— Begin MATERIALS PROVIDED —
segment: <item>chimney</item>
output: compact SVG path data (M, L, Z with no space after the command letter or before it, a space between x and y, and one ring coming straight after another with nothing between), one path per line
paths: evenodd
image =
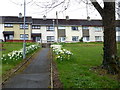
M22 18L22 13L19 13L19 16L18 16L19 18Z
M46 16L45 15L43 16L43 20L46 20Z

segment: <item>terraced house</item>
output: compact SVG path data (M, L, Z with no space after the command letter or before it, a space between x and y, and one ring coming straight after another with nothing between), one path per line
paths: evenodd
M24 39L23 17L2 16L0 39L22 41ZM120 21L116 21L120 22ZM101 20L44 19L26 17L25 39L35 42L96 42L103 41L104 28ZM116 26L116 39L120 41L120 25Z

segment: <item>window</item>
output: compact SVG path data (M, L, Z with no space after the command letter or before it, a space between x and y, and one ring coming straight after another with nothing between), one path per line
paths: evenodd
M40 29L40 26L39 25L33 25L32 29Z
M72 41L79 41L78 38L79 36L72 36Z
M13 27L13 24L4 24L4 27Z
M116 31L117 31L117 32L120 32L120 27L116 27Z
M54 36L47 36L47 42L54 42Z
M95 32L101 32L102 31L102 27L94 27Z
M24 40L24 34L20 34L20 40ZM25 34L25 40L28 40L28 34Z
M24 24L20 24L20 29L24 29ZM28 29L28 24L25 24L25 29Z
M89 27L84 27L84 26L83 26L82 28L83 28L83 29L89 29Z
M58 29L65 29L65 27L64 26L59 26Z
M102 37L101 36L95 36L95 41L102 41Z
M53 26L47 26L47 31L54 31L54 27Z
M72 26L71 28L72 28L72 30L78 30L78 27L76 27L76 26Z
M88 42L89 41L89 36L84 36L83 41Z
M9 39L10 39L10 40L13 40L13 35L9 35Z

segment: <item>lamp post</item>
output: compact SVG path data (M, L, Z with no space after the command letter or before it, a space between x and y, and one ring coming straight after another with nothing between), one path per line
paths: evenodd
M26 0L24 0L24 40L23 40L23 59L25 59L25 57L26 57L26 43L25 43L25 37L26 37L26 35L25 35L25 21L26 21L26 18L25 18L25 15L26 15Z

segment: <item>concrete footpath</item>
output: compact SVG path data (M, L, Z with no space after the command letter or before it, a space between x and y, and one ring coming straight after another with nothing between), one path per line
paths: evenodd
M48 88L50 87L49 48L43 48L28 67L9 79L3 88Z

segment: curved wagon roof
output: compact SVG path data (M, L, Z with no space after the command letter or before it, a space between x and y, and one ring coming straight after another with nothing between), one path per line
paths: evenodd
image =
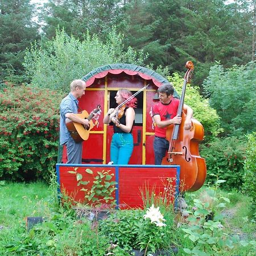
M126 63L112 64L100 67L88 73L82 79L86 82L86 87L88 87L93 83L96 79L104 77L109 73L117 75L122 72L130 76L139 75L146 80L152 80L158 87L164 84L170 84L167 79L152 70Z

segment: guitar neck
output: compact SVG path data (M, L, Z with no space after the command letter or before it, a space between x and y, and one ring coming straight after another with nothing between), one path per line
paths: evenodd
M90 121L90 120L93 117L93 113L91 113L88 115L88 117L87 117L87 118L85 118L85 119L88 119L89 121Z

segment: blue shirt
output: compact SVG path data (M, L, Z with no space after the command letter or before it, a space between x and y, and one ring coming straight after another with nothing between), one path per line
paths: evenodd
M65 115L68 113L77 114L79 101L69 93L60 103L60 144L65 144L68 141L73 140L67 128Z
— End MATERIALS PROVIDED —
Locate the line containing "segment: <item>lamp post</item>" in the records above, then output it and every line after it through the last, excluding pictures.

* CORRECT OUTPUT
segment: <item>lamp post</item>
output: compact SVG path data (M, L, Z with no space after the command letter or before it, a space between x and y, and one ring coming straight after another with nothing between), one path per line
paths: evenodd
M26 0L24 0L24 40L23 40L23 59L25 59L25 57L26 57L26 43L25 43L25 37L26 37L26 35L25 35L25 21L26 21L26 18L25 18L25 15L26 15Z

segment: <item>concrete footpath</item>
output: compact SVG path data (M, L, Z with no space after the command letter or before it, a space between x and y, and one ring coming straight after another with nothing between), one path per line
paths: evenodd
M48 88L50 87L49 48L43 48L28 67L9 79L3 88Z

segment: curved wagon roof
output: compact SVG path data (M, L, Z with no space after the command letter or before it, a space between x and y, and one ring coming straight after another with nothing between), one path per line
paths: evenodd
image =
M126 63L112 64L100 67L88 73L82 79L86 82L86 87L88 87L93 83L96 79L104 77L109 73L117 75L122 72L130 76L139 75L146 80L152 80L158 87L164 84L170 84L167 79L152 70Z

segment: guitar neck
output: compact SVG path data (M, L, Z with no space after the command letter or before it, a space between x and y, and one ring coming straight after another with nothing between), one path per line
paths: evenodd
M90 121L90 120L93 117L93 113L91 113L88 115L88 117L87 117L87 118L85 118L85 119L88 119L89 121Z

segment: blue shirt
output: compact SVG path data (M, L, Z with no space after the command letter or before it, a space between x and y, and one ring coming straight after another with nothing between), one path per line
paths: evenodd
M65 115L68 113L77 114L79 101L69 93L60 103L60 144L65 144L68 141L73 140L67 128Z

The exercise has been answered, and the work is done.